• Job:
Copy out the following lines word for word, leaving out the pictures.

• Raw records:

▼

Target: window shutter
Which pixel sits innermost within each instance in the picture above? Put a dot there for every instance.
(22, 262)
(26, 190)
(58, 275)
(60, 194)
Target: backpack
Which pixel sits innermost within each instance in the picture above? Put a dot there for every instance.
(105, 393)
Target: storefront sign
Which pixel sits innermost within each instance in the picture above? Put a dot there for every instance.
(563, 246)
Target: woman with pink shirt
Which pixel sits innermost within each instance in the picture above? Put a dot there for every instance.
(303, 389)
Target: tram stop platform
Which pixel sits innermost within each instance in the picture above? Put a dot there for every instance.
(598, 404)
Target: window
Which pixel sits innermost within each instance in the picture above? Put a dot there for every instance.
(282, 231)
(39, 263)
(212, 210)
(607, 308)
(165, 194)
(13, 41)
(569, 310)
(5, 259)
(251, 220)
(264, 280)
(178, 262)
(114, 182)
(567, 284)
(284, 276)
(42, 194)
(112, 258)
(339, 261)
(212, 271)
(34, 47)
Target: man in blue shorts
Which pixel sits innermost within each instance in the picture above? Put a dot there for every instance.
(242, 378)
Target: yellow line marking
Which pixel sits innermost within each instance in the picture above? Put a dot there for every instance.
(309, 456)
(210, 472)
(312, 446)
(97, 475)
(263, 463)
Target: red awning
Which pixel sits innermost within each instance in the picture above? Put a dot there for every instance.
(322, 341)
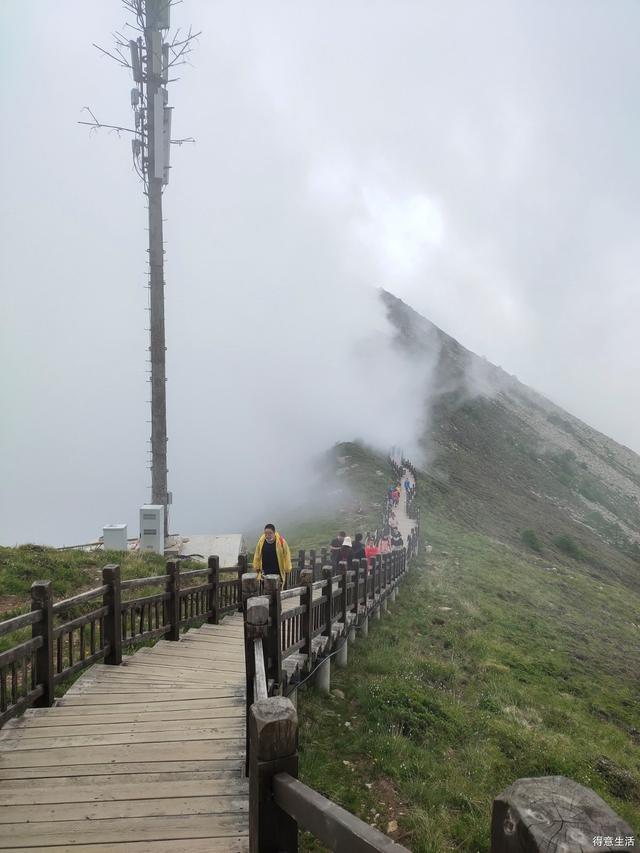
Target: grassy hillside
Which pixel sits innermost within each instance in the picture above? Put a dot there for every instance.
(494, 664)
(505, 461)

▲

• Written reply:
Target: window shutter
Which pixel sits innermost within each instance in the picture above? Put a dot there for every instance.
(22, 262)
(26, 190)
(58, 275)
(60, 194)
Target: backpack
Which pixel sits innermost within each instance in the picture above? Put a dot there for every instance.
(105, 393)
Target: storefront sign
Which pixel sits innermost within each instance in the picture above? Put a dot there for every instance.
(563, 246)
Target: woman with pink shirt
Which pixel sits innermost within each instance in the picture above? Put a dot there for every instance.
(303, 389)
Target: tram stop platform
Which pixel sits innermost within each instance in the picture above? Put a dot there for every instance.
(598, 404)
Target: window
Which pixel sits innermost within each instance in the picture above? Put a dot there for every instance.
(282, 231)
(39, 263)
(212, 210)
(607, 308)
(165, 194)
(13, 41)
(569, 310)
(5, 259)
(251, 220)
(264, 280)
(178, 262)
(114, 182)
(567, 284)
(284, 276)
(42, 194)
(112, 258)
(339, 261)
(212, 271)
(34, 47)
Target: man in blue shorts
Which pixel sits innermost within each instance in the picture above? Put a dot there for every instance.
(242, 378)
Target: yellow line marking
Which pixel sits innermost within each instance in the picture above? Put a dot there for every instance.
(309, 456)
(210, 472)
(312, 446)
(97, 475)
(263, 463)
Target: red awning
Which pixel sits innermost within each instance in the picture above? Put a dot there for every instance.
(322, 341)
Target: grassy hillside
Which pixel sits innermost within each instance in the picture above? Put a dot there for every instance.
(494, 664)
(505, 461)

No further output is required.